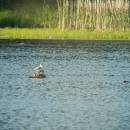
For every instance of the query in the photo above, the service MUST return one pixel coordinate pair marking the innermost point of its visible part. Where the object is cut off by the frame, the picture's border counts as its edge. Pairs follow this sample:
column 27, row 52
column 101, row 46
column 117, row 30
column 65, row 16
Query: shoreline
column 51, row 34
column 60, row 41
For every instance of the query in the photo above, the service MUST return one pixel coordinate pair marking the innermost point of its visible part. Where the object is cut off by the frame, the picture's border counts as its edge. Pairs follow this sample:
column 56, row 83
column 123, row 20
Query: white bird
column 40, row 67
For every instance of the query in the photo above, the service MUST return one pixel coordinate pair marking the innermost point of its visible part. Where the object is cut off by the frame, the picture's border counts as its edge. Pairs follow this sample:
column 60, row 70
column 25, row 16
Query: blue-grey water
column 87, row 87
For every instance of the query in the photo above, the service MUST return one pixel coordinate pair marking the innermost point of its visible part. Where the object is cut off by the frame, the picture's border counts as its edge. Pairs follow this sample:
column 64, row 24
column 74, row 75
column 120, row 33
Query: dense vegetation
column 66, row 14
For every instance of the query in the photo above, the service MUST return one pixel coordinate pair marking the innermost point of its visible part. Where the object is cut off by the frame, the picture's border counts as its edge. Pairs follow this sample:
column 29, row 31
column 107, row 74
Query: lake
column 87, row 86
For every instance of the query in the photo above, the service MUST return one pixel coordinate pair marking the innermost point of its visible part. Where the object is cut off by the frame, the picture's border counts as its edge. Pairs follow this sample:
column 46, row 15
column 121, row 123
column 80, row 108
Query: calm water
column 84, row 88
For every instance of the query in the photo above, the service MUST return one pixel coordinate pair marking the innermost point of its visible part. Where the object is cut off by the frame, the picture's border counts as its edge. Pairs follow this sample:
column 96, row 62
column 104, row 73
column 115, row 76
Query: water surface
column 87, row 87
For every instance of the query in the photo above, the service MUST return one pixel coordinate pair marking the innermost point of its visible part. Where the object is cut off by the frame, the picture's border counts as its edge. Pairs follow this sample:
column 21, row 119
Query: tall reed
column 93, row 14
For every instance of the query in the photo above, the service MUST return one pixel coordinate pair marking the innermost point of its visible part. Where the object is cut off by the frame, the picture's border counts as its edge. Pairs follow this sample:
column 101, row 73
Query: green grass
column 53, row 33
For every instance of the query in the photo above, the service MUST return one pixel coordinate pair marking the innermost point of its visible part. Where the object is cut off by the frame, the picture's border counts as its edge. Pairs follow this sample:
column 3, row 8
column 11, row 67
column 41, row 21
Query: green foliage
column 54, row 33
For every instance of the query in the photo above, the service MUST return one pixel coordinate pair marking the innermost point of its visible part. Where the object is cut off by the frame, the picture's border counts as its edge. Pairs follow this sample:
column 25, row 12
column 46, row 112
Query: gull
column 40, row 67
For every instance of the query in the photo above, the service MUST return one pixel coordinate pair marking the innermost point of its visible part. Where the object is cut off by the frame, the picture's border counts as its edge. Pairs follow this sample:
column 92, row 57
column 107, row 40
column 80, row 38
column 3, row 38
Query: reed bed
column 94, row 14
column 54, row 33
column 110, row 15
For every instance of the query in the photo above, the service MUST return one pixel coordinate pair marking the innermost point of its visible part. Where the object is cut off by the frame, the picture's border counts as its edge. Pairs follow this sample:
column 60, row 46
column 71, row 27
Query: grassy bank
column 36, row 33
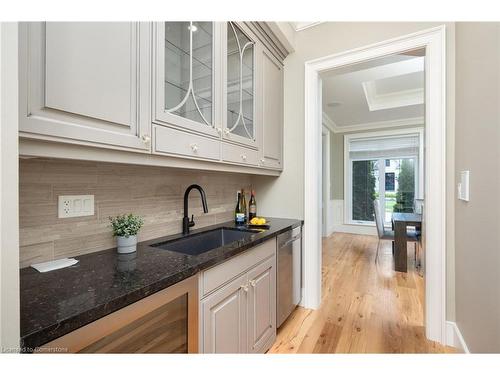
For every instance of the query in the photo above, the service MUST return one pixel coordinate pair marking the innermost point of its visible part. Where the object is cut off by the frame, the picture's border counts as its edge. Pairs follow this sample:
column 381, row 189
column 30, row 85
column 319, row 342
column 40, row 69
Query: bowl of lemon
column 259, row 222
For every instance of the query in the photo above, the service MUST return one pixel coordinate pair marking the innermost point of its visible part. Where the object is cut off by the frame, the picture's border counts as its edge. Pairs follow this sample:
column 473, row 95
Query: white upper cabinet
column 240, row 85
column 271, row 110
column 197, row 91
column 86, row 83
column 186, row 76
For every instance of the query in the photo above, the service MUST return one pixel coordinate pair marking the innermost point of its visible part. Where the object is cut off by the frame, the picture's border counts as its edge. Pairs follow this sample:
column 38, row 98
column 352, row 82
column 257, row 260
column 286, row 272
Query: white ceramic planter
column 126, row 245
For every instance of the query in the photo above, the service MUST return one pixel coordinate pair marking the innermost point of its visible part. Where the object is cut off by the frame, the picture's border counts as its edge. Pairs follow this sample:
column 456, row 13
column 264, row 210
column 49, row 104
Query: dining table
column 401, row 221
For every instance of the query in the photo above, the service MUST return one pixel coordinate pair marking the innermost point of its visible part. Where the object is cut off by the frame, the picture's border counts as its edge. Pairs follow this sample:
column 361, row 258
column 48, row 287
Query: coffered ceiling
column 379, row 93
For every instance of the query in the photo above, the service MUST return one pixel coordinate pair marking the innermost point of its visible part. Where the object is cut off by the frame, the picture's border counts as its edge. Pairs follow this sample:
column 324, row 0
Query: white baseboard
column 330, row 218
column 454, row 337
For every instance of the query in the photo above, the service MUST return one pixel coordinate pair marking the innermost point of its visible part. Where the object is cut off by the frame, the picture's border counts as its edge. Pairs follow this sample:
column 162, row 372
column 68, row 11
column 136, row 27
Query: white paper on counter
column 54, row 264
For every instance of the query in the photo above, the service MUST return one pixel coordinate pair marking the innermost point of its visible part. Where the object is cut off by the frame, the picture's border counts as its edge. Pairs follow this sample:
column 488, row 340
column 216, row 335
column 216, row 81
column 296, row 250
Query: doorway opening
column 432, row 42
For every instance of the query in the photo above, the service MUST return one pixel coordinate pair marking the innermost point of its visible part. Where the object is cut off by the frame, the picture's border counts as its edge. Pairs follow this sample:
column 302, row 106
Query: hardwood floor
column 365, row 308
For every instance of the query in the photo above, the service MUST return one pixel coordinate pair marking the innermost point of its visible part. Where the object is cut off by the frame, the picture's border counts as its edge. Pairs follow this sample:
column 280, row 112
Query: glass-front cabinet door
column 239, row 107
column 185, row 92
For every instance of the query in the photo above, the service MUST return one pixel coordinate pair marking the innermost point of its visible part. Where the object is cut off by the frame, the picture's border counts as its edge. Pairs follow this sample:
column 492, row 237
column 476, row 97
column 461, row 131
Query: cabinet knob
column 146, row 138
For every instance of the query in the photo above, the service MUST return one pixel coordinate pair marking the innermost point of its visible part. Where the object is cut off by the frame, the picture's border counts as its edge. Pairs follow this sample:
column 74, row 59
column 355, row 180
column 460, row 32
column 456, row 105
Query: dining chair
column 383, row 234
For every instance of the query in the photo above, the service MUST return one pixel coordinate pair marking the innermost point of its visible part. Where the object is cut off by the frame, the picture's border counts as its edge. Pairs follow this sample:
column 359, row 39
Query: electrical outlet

==================================================

• [Exercise task] Output every entry word for word, but omit the pictures.

• [Answer]
For every instance of the query in the photo above, the service MUST return one pixel coordinate pair marking the innermost point of its visible part. Where the object is cut off by the frame, the picture's border counts as its edge. Pairs follow this sample:
column 27, row 52
column 101, row 46
column 117, row 30
column 65, row 16
Query: shoreline
column 51, row 34
column 60, row 41
For every instance of the query in the photo above, the service MUST return one pixel coordinate pair marking the innermost point of its visible part. Where the object is cut off by the frame, the picture's border counts as its edge. Pairs follow this sample:
column 56, row 83
column 123, row 20
Query: white bird
column 40, row 67
For every instance of the query in the photo above, the service MUST return one pixel coordinate pair marking the innermost point of its visible part. Where the object is cut off by the frame, the picture's border counts as its edge. Pairs follow this sample:
column 60, row 70
column 25, row 16
Query: blue-grey water
column 87, row 87
For every instance of the query in the photo above, the service MUST return one pixel coordinate pair marking the innermost point of its visible part. Where the object is cut off by the frame, the picture's border counts as its edge. Pairs follow this sample:
column 64, row 24
column 74, row 75
column 120, row 33
Query: dense vegetation
column 66, row 14
For every instance of the query in the photo above, the service MUST return one pixel coordinate pair marking the innermost point of its visible part. Where the object is cut off by the frame, the picture's border counts as its edge. Pairs follow this sample:
column 29, row 31
column 107, row 74
Query: lake
column 87, row 86
For every instance of the query in the photo above, the service MUST return one pixel coordinate pair marking the innermost point of its visible part. Where the object is cut off by the frame, the picture's border counts as its edge. Pairs follow this sample:
column 46, row 15
column 121, row 123
column 80, row 108
Query: calm water
column 84, row 88
For every instance of the query in the photo above, the service MUST return one pixel coordinate pair marking the innermost point of its visible part. Where the object is cut off by the frame, the picture's border counts as its edge. Pairs follow this sample:
column 96, row 62
column 104, row 73
column 115, row 76
Query: water surface
column 87, row 87
For every instance of the query in the photo above, the service MUST return one pixel coordinate pair marking the innermost point of its visible part. Where the object is cut off by the frame, the picture's border counts as its edge. Pairs follow this sample:
column 21, row 119
Query: tall reed
column 93, row 14
For every instance of the query in the photo above, the service MUST return one pixel coordinate pair marking the innermost point of its visible part. Where the object is cut off by the frame, the picture's border counts as its edge. Pairs follow this sample:
column 101, row 73
Query: green grass
column 53, row 33
For every instance of the query in the photo above, the service MUST return one pixel coordinate pair marking the innermost point of its visible part. Where the object is cut off by the frame, the picture's border counts as its edge. Pairs follow this sample:
column 3, row 8
column 11, row 67
column 41, row 21
Query: green foliage
column 54, row 33
For every instance of the query in the photo above, the service MUST return one pixel coordinate pair marking the innermost point of its visible part. Where the object is cut off by the frame, the picture's border counts as its edge. Pairs follow this sample:
column 25, row 12
column 46, row 112
Query: gull
column 40, row 67
For every instance of the query in the photo above, the service MUST return one pixel coordinate pair marking the innermost point of its visible part. Where the object is cut off by the frame, the picture's border counts as its edge. Pairs follow this sample:
column 92, row 57
column 107, row 40
column 80, row 38
column 3, row 38
Query: reed bed
column 94, row 14
column 54, row 33
column 110, row 15
For every instance of the query in the photo above, the service MUST return one pixel coordinate pair marking the innermost point of its visible part. Where the object is cut off by the frame, the picture's border counts as its edge. Pairs follow this sample:
column 60, row 46
column 71, row 27
Query: grassy bank
column 36, row 33
For every instance of the query in the photo above, the service MUST return one pixel coordinate pair marking the innermost point of its visible part. Where the object is cut off by the frame, the picture's border counts as its edge. Pairs follow this sample:
column 381, row 189
column 30, row 85
column 319, row 342
column 40, row 69
Query: bowl of lemon
column 259, row 222
For every instance of the query in the photo above, the service MUST return one pixel coordinate pair marking the innermost point of its visible part. Where the object is cut off by the frame, the picture's border counts as its edge. Pairs follow this sample:
column 473, row 95
Query: white upper cabinet
column 240, row 85
column 271, row 110
column 197, row 91
column 86, row 83
column 186, row 76
For every instance of the query in the photo above, the service MUST return one pixel coordinate pair marking the innermost point of its visible part. Where the object is cut off by the frame, the picture's border counts as its edge. Pairs follow this sample:
column 38, row 98
column 352, row 82
column 257, row 260
column 286, row 272
Query: white ceramic planter
column 126, row 245
For every instance of the query in the photo above, the service MUST return one pixel coordinate pair marking the innermost point of its visible part. Where the object is cut off by the frame, the picture's border counts as its edge. Pairs follow this sample:
column 456, row 13
column 264, row 210
column 49, row 104
Query: dining table
column 401, row 221
For every instance of the query in the photo above, the service MUST return one pixel coordinate pair marking the innermost point of its visible part. Where the object is cut off by the frame, the picture's border counts as its edge. Pairs follow this sample:
column 361, row 258
column 48, row 287
Query: coffered ceiling
column 379, row 93
For every instance of the query in the photo above, the service MUST return one pixel coordinate pair marking the innermost point of its visible part. Where the object is cut off by the frame, the picture's border counts as its edge. Pairs follow this sample:
column 324, row 0
Query: white baseboard
column 330, row 218
column 454, row 337
For every instance of the query in the photo above, the service MUST return one pixel coordinate pair marking the innermost point of its visible part. Where the object is cut off by the frame, the picture's border counts as its edge. Pairs follow this sample:
column 162, row 372
column 68, row 11
column 136, row 27
Query: white paper on counter
column 54, row 264
For every instance of the query in the photo above, the service MUST return one pixel coordinate pair marking the innermost point of its visible part. Where the object is cut off by the frame, the picture's border counts as its edge. Pairs follow this sample:
column 488, row 340
column 216, row 335
column 216, row 81
column 296, row 250
Query: doorway opening
column 432, row 42
For every instance of the query in the photo above, the service MUST return one pixel coordinate pair marking the innermost point of its visible part. Where the object is cut off by the frame, the picture's border counts as its edge. Pairs follow this sample:
column 302, row 106
Query: hardwood floor
column 365, row 308
For every instance of the query in the photo above, the service MUST return one pixel coordinate pair marking the innermost point of its visible part. Where the object is cut off by the frame, the picture's border counts as its edge. Pairs follow this sample:
column 280, row 112
Query: glass-front cabinet door
column 239, row 107
column 185, row 92
For every instance of the query in the photo above, the service MUST return one pixel coordinate pair marking the innermost point of its visible part. Where the object is cut off by the frame, the picture's border counts as its edge. Pairs follow this sample:
column 492, row 237
column 476, row 97
column 461, row 131
Query: cabinet knob
column 146, row 138
For every instance of the query in the photo above, the service MUST return one pixel coordinate pair marking the innermost point of its visible part. Where the object is cut off by the frame, the picture's border counts as its edge. Pairs follow this sample:
column 74, row 59
column 355, row 180
column 460, row 32
column 456, row 105
Query: dining chair
column 383, row 234
For every instance of the query in the photo above, the service MUST return one pixel coordinate pair marking the innermost point of its visible part. Where the object is cut off by the frame, the picture's border counts as its edge. Pairs follow this sample:
column 359, row 39
Query: electrical outlet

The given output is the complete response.